▶ Consigne 1:
Répondez aux questions suivantes d'après l'extrait juridique sur le regroupement familial :
(a) Depuis combien de temps au moins l'étranger doit-il séjourner régulièrement en France pour demander à être rejoint par sa famille ?
(b) Quel âge minimal le conjoint doit-il avoir ?
(c) Sur quelle période l'article R. 434-4 fait-il apprécier les ressources du demandeur et de son conjoint ?
▶ Consigne 2:
Prolongez l'extrait juridique sur le regroupement familial en reprenant après sa dernière phrase.

▶ Texte présenté:
----

6. En troisième lieu, il ne ressort pas des pièces du dossier que le préfet de la Gironde se serait senti lié par la circonstance, d'ailleurs fondée, que M. A... B... ne remplirait pas les conditions de ressources, pour lui refuser le regroupement familial, alors qu'il a, notamment, indiqué les raisons pour lesquelles il estimait que sa décision de refus ne méconnaissait pas l'article 8 de la convention européenne de sauvegarde des droits de l'homme et des libertés fondamentales. Par suite, le moyen, à supposer soulevé, doit être écarté.
7. En quatrième lieu, aux termes de l'article L. 434-2 du code de l'entrée et du séjour des étrangers et du droit d'asile : " L'étranger qui séjourne régulièrement en France depuis au moins dix-huit mois, sous couvert d'un des titres d'une durée de validité d'au moins un an prévus par le présent code ou par des conventions internationales, peut demander à bénéficier de son droit à être rejoint, au titre du regroupement familial :/ 1° Par son conjoint, si ce dernier est âgé d'au moins dix-huit ans ; (...) " et aux termes de l'article L. 437-7 du même code : " L'étranger qui en fait la demande est autorisé à être rejoint au titre du regroupement familial s'il remplit les conditions suivantes :/1° Il justifie de ressources stables et suffisantes pour subvenir aux besoins de sa famille ;/2° Il dispose ou disposera à la date d'arrivée de sa famille en France d'un logement considéré comme normal pour une famille comparable vivant dans la même région géographique ;/ 3° Il se conforme aux principes essentiels qui, conformément aux lois de la République, régissent la vie familiale en France, pays d'accueil. ". L'article L. 434-8 du même code dispose que pour l'appréciation les ressources mentionnées au 1° de l'article L. 434-7, toutes les ressources du demandeur et de son conjoint sont prises en compte, indépendamment des prestations familiales, de l'allocation équivalent retraite et des allocations prévues à l'article L. 262-1 du code de l'action sociale et des familles, à l'article L. 815-1 du code de la sécurité sociale et aux articles L. 5423-1 et L. 5423-2 du code du travail. Les ressources doivent atteindre un montant, fixé par décret en Conseil d'Etat, qui tient compte de la taille de la famille du demandeur et doit être au moins égal au salaire minimum de croissance mensuel et au plus égal à ce salaire majoré d'un cinquième. Enfin, l'article R. 434-4 du même code ajoute que les ressources du demandeur et de son conjoint qui alimenteront de façon stable le budget de la famille sont appréciées sur une période de douze mois par référence à la moyenne mensuelle du salaire minimum de croissance au cours de cette période.

----

▶ Données fournies:
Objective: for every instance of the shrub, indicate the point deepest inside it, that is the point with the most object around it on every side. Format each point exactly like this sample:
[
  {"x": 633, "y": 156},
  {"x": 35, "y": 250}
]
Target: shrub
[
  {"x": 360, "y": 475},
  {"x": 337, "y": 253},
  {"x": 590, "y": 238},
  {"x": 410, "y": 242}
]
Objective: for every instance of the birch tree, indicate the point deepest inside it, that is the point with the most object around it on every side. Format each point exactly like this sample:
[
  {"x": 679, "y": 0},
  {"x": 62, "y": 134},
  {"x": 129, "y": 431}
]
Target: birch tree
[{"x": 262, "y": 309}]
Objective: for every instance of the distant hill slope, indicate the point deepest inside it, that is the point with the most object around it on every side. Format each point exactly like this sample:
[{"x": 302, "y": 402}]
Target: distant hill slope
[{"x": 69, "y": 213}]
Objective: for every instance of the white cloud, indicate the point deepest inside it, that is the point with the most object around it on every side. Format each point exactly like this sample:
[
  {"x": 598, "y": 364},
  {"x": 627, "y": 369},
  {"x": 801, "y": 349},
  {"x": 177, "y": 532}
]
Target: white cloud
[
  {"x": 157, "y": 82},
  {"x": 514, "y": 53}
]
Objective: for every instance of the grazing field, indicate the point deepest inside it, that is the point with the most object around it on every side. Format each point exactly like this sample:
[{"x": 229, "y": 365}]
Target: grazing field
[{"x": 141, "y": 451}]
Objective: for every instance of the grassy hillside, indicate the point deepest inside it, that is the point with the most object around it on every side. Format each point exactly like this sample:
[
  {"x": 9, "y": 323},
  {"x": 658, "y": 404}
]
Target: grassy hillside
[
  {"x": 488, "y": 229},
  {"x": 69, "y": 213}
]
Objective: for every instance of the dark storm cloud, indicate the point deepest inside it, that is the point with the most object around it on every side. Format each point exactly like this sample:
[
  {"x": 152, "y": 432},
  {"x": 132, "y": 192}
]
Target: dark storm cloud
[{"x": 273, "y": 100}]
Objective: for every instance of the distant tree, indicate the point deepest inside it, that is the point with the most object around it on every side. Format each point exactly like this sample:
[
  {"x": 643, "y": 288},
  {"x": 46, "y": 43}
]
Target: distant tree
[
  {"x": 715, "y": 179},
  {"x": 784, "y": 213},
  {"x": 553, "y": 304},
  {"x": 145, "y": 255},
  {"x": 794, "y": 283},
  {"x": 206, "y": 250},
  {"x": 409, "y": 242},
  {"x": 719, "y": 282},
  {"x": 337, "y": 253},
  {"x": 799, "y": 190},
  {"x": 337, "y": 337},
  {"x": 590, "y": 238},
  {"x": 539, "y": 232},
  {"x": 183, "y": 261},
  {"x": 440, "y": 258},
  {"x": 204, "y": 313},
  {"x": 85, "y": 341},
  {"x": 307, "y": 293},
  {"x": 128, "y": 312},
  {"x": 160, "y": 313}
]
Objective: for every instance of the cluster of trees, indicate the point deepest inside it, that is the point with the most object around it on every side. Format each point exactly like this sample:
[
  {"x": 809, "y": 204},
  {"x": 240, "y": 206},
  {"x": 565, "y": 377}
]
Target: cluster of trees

----

▶ Résultat final 1:
(a) Depuis au moins dix-huit mois.
(b) Au moins dix-huit ans.
(c) Sur une période de douze mois.

▶ Résultat final 2:
8. Il résulte de la combinaison de ces dispositions que le caractère suffisant du niveau de ressources du demandeur est apprécié sur la période de douze mois précédant le dépôt de la demande de regroupement familial, par référence à la moyenne mensuelle du salaire minimum interprofessionnel de croissance au cours de cette même période, même si, lorsque ce seuil n'est pas atteint au cours de la période considérée, il est toujours possible, pour le préfet, de prendre une décision favorable en tenant compte de l'évolution des ressources du demandeur, y compris après le dépôt de la demande.
9. Pour rejeter la demande de regroupement familial présentée par M. A... B..., le préfet de la Gironde s'est fondé sur la circonstance que ses ressources n'étaient pas suffisantes, la condition devant être appréciée sur la période de référence de douze mois précédant le dépôt de la demande, soit du 4 octobre 2021 au 4 octobre 2022. En application du décret du 17 décembre 2020 portant relèvement du salaire minimum de croissance, le montant mensuel brut de ce salaire était de 1 554,58 euros pour l'année 2021. Ce montant a été porté à 1 603, 12 euros pour l'année 2022 par décret du 22 décembre 2021.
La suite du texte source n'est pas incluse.